### Что сделать
1 - Ответьте по статье на три вопроса:
(а) Какое второе название пьесы Булгакова дано в заголовке в скобках?
(б) Какой город указан под именем автора статьи?
(в) Каким общим понятием автор объединяет совокупность приемов и форм тайнописи?
2 - Продублируйте, пожалуйста, отрывок статьи от слов «На протяжении многих» по слова «- художественная криптография.» включительно.

Безкоштовна бібліотека підручників
Література в контексті культури (збірка наукових праць)

16. Историко-социальная аллюзия как вид криптограммы и ее дешифровка в пьесе М. Булгакова «кабала святош» («мольер»)


Ю. В. Коновальчук
г. Днепропетровск

Досліджується даний вид алюзії як стилістична фігура та її головні функції у сюжеті п’єси М. Булгакова «Кабала святош» («Мольєр»).

На протяжении многих столетий в мировой литературе формировался особый - тайнописный - язык, представляющий собой определенную систему художественных приемов (кодов) повествования: это притчи, аллегории, метонимии, лексические или буквенно-слоговые «шифры» в виде анаграмм, мезостиха или акростиха, фигуры умолчания, утонченные композиционно-лексические соположения слов или предложений, порождающие двусмысленность самого предложения или фразы в целом (амфиболия), а также ряд других, порой искусно-изобретательных приемов письма, позволяющих авторам в завуалированной форме передать подлинный смысл того или иного эпизода или же произведения в целом. Совокупность многочисленных лексико-стилистических приемов и форм тайнописи мы объединяем общим понятием - художественная криптография.

### Данные записи
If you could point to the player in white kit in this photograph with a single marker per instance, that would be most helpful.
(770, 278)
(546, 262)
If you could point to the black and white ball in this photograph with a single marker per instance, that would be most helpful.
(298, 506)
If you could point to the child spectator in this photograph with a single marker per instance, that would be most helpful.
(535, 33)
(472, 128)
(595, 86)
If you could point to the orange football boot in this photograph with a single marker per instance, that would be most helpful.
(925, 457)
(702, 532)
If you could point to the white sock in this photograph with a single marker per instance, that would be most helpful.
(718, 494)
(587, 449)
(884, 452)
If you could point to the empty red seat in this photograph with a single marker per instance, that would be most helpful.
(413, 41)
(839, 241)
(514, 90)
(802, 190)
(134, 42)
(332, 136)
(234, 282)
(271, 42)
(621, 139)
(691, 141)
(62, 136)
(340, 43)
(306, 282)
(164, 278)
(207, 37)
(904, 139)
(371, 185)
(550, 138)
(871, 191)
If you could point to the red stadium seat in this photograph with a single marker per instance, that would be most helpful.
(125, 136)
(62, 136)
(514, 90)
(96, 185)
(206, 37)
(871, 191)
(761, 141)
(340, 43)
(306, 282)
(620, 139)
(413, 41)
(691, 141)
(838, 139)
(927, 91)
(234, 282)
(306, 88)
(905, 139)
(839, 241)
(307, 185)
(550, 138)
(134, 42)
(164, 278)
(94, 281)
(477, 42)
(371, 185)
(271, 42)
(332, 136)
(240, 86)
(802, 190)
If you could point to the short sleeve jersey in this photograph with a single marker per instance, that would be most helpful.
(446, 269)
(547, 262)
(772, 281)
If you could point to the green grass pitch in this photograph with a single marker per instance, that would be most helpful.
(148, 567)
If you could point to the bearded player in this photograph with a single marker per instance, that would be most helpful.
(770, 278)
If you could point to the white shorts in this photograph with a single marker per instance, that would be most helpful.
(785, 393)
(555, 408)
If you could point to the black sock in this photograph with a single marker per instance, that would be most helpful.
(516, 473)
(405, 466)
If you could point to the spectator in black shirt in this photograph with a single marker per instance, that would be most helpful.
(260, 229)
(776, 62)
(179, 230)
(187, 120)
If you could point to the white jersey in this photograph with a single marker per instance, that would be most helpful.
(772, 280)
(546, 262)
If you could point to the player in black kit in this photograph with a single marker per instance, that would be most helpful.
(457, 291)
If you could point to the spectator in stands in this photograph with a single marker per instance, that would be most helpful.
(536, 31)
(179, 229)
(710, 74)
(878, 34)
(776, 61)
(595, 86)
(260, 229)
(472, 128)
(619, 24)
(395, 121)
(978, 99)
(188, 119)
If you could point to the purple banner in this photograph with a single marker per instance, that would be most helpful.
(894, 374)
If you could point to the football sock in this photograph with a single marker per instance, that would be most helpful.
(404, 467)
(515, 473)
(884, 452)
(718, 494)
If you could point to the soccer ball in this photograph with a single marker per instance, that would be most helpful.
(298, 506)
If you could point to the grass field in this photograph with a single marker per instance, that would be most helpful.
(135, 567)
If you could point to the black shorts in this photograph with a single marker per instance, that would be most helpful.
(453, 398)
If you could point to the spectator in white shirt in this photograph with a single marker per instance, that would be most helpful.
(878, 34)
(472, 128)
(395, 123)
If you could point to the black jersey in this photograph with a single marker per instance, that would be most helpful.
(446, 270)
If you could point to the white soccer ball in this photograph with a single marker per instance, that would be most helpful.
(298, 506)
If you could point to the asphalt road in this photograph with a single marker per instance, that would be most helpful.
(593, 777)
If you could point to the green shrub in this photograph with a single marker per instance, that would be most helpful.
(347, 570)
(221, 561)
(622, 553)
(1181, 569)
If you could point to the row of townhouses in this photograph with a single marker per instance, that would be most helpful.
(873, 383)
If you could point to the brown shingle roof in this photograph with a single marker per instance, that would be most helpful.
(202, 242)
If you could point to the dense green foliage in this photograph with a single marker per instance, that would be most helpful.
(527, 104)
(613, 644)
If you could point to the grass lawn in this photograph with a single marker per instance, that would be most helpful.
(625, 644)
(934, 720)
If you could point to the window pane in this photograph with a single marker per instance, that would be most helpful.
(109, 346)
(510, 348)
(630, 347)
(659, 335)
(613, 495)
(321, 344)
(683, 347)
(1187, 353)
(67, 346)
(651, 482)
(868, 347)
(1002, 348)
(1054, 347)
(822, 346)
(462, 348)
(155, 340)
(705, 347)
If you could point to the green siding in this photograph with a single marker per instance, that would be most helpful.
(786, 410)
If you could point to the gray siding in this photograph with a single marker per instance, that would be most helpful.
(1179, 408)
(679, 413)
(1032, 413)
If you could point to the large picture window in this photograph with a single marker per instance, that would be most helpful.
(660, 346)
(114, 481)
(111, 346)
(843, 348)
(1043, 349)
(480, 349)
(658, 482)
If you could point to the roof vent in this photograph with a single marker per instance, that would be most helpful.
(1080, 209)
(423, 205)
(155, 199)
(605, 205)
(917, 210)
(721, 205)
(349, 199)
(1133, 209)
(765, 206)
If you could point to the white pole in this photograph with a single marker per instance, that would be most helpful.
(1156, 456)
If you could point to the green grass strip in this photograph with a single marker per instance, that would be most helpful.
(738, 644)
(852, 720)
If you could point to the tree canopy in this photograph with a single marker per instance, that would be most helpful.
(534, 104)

### Ответы
1 -
(а) «Мольер».
(б) Днепропетровск.
(в) Художественная криптография.

2 -
На протяжении многих столетий в мировой литературе формировался особый - тайнописный - язык, представляющий собой определенную систему художественных приемов (кодов) повествования: это притчи, аллегории, метонимии, лексические или буквенно-слоговые «шифры» в виде анаграмм, мезостиха или акростиха, фигуры умолчания, утонченные композиционно-лексические соположения слов или предложений, порождающие двусмысленность самого предложения или фразы в целом (амфиболия), а также ряд других, порой искусно-изобретательных приемов письма, позволяющих авторам в завуалированной форме передать подлинный смысл того или иного эпизода или же произведения в целом. Совокупность многочисленных лексико-стилистических приемов и форм тайнописи мы объединяем общим понятием - художественная криптография.